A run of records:

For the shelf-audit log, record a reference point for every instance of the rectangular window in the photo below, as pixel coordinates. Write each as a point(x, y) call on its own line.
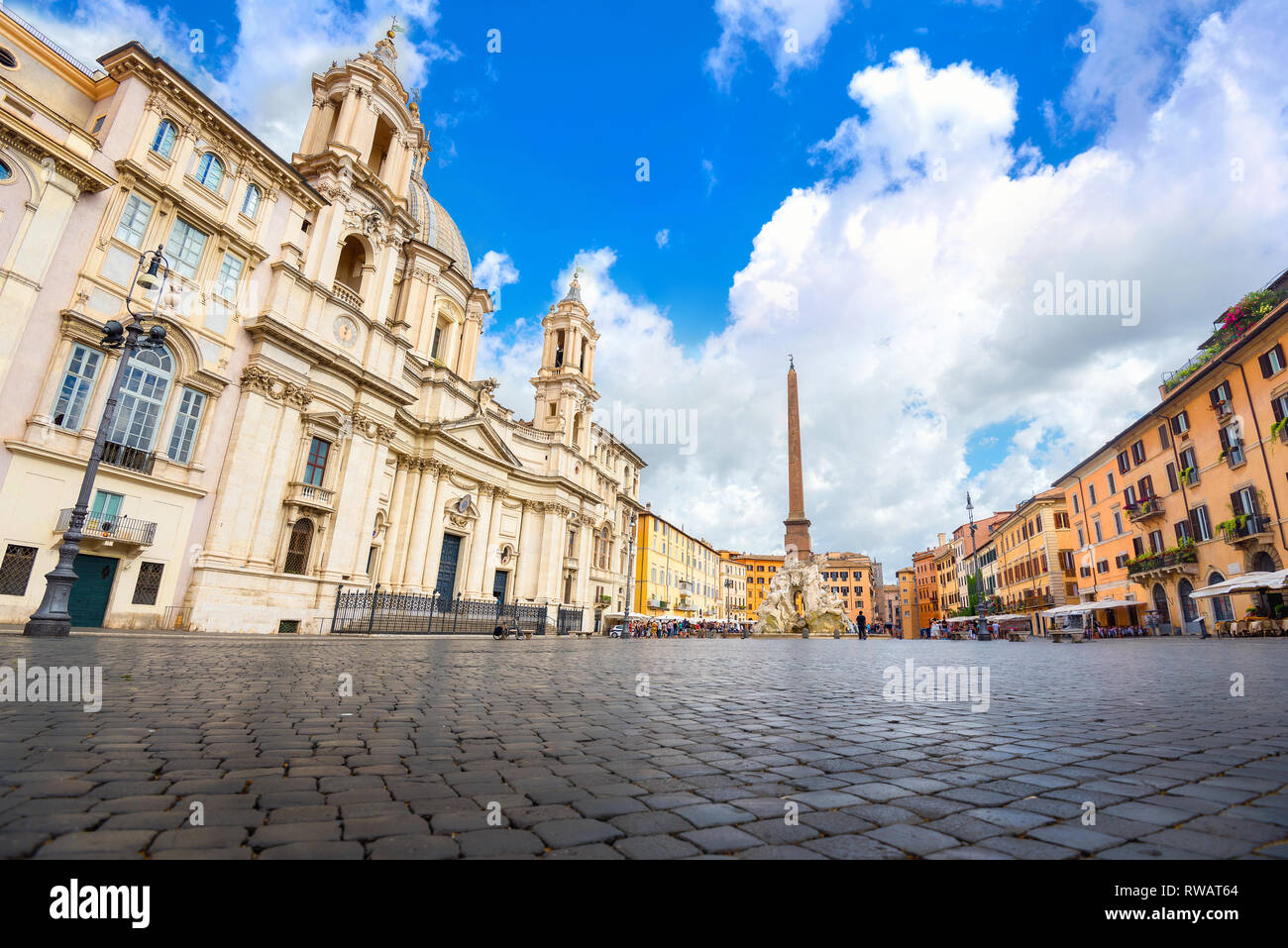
point(1201, 523)
point(316, 467)
point(77, 382)
point(1190, 466)
point(149, 582)
point(1222, 399)
point(107, 506)
point(185, 423)
point(184, 248)
point(16, 570)
point(134, 220)
point(230, 273)
point(1273, 363)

• _Problem_
Output all of the entries verbatim, leaving out any images.

• _Exercise result_
For the shelf-audit log, record a reference point for every instance of the rectangular window in the photo below, as pixel coordinates. Write each as a point(x, y) call on its own line.
point(1201, 523)
point(316, 467)
point(77, 382)
point(1190, 466)
point(149, 582)
point(1222, 399)
point(107, 506)
point(185, 423)
point(184, 248)
point(16, 570)
point(134, 220)
point(230, 273)
point(1273, 363)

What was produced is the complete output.